Objective: Rewrite every line of the entries below, requests included. Multiply each point coordinate in the polygon answers by 2.45 and round to the nearest whole number, rounding halves up. Leave the pictures out.

Outline labeling records:

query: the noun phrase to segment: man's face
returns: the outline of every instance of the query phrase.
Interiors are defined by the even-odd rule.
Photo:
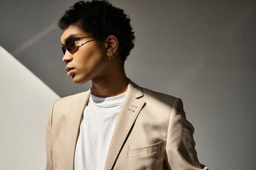
[[[93,35],[84,31],[79,24],[72,24],[64,31],[61,40],[63,45],[69,38],[76,40]],[[68,75],[73,77],[73,82],[84,84],[102,76],[108,61],[106,43],[95,40],[93,37],[75,42],[75,48],[70,51],[67,50],[62,59],[64,62],[68,62],[66,68],[73,69]]]

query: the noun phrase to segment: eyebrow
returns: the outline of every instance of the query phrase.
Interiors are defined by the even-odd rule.
[[[64,40],[64,42],[66,43],[66,41],[67,40],[70,39],[71,38],[73,38],[74,37],[76,37],[76,36],[77,35],[81,36],[81,35],[82,35],[81,34],[79,34],[79,33],[72,34],[70,34],[68,37],[67,37],[67,38],[66,38],[65,39],[65,40]],[[62,45],[63,46],[65,46],[65,45],[63,45],[63,44],[62,44],[62,43],[61,43],[61,45]]]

Output of the exercise:
query: the noun phrase to segment: man's face
returns: the outline of every instance of the query phrase.
Interiors are defined by the even-odd rule.
Photo:
[[[228,86],[206,76],[194,59],[176,59],[157,76],[149,98],[154,110],[169,93],[186,98]],[[167,184],[179,189],[179,201],[206,206],[250,186],[265,149],[260,105],[233,98],[228,91],[184,103],[184,118],[172,125],[164,123],[152,145],[157,152],[167,152],[162,167],[179,169]]]

query: the noun phrase to segment: eyebrow
returns: the outline of every instance of the query phrase.
Interiors are defined by the even-odd rule.
[[[157,98],[157,103],[162,105],[162,100],[164,98],[172,96],[174,93],[179,93],[181,91],[186,91],[186,88],[189,86],[198,88],[198,86],[201,86],[198,83],[194,83],[194,81],[176,83],[172,83],[167,91],[164,91],[164,93],[162,93],[159,96],[159,98]],[[152,110],[154,113],[159,113],[159,110],[154,110],[154,108],[152,108],[152,105],[149,105],[149,110]]]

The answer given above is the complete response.